* Document extract
+ + + + +
Schedulers for cluster of computers

Overview

Teaching: 0 min
Exercises: 0 min

Questions

What does it mean to schedule jobs on a supercomputer?

Objectives

1. Introduction

The term scheduling impacts several levels of the system, from application/task scheduling which deals with scheduling of threads to meta-scheduling where jobs are scheduled across multiple supercomputers.

Here, we focus on job-scheduling, scheduling of jobs on a supercomputer, the enabling software infrastructure and underlying algorithms.

This is an optimization problem in packing with space (processor) and time constraints

Dynamic environment

Tradeoffs in turnaround, utilization, and fairness

2. Introduction: Job scheduling

Simplest way to schedule in a parallel system is using a queue

Each job is submitted to a queue and each job upon appropriate resource match executes to completion while other jobs wait.

Since each application utilizes only a subset of systems processors, the processors not in the subset could potentially remain idle during execution. Reduction of unused processors and maximization of system utilization is the focus of much of scheduling research.

Space Sharing: A natural extension of the queue where the system allows for another job in the queue to execute on the idle processors if enough are available.

Time Sharing: Another model where a processor’s time is shared among threads of different parallel programs. In such approaches each processor executes a thread for some time, pauses it and then begins executing a new thread. Eg. Gang Scheduling

Since context switching in Time Sharing involves overhead,complex job resource requirements and memory management, most supercomputing installations prefer space sharing scheduling systems.

3. CPU scheduling

Scheduling of CPUs is fundamental to Operating System design

Process execution consists of a cycle of CPU execution and I/O wait. The process execution begins with a CPU burst followed by an I/O burst etc.

OS selects one of the processes from the short term scheduler / CPU scheduler.

The scheduler selects from among the process in memory that are ready to execute and allocates the CPU to one of them.

Scheduling happens under one of 4 conditions:

When process switches from running state to the waiting state (Non Preemptive)

When a process switches from the running state to the ready state (Preemptive)

When a process switches from the waiting state to the ready state (Preemptive)

When a process terminates (Non Preemptive)

4. CPU scheduling

Scheduling Criteria:

MAX CPU Utilization needs to keep the CPU as busy as possible.

MAX Throughput Number of processes completed per time unit

MIN Turnaround Time the interval from the time of submission of a process to the time of completion

MIN Waiting Time Sum of the periods spent by the process waiting in the ready queue

MIN Response Time The measure of time from the submission of a request until the first response is produced

5. Workload management systems

Supercomputing Centers often support several hundreds of users running thousands of jobs across a shared supercomputing resources consisting of large number of compute nodes and storage centers.
+ + + + +
* What to do
Rewrite the stretch of the job-scheduling text from "Each job is" through "enough are available.", changing "idle" to "inactive" wherever it occurs.

* Data shown
+ + + + +
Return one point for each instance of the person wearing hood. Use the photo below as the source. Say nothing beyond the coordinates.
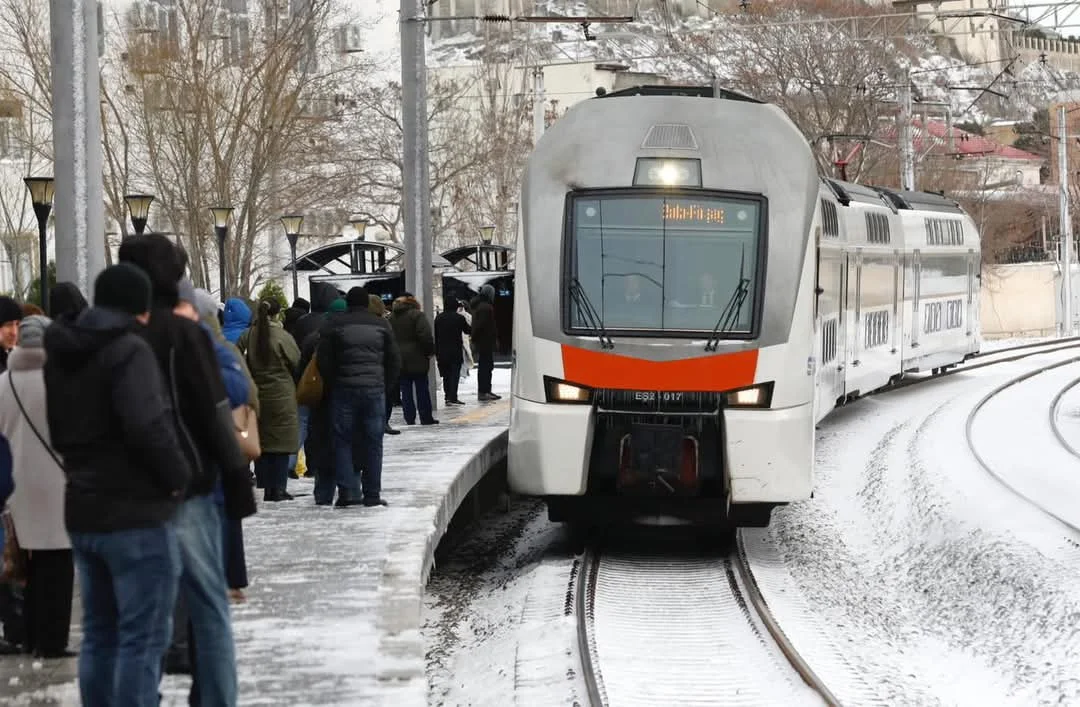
+ + + + +
* The reply
Each job is submitted to a queue and each job upon appropriate resource match executes to completion while other jobs wait.

Since each application utilizes only a subset of systems processors, the processors not in the subset could potentially remain inactive during execution. Reduction of unused processors and maximization of system utilization is the focus of much of scheduling research.

Space Sharing: A natural extension of the queue where the system allows for another job in the queue to execute on the inactive processors if enough are available.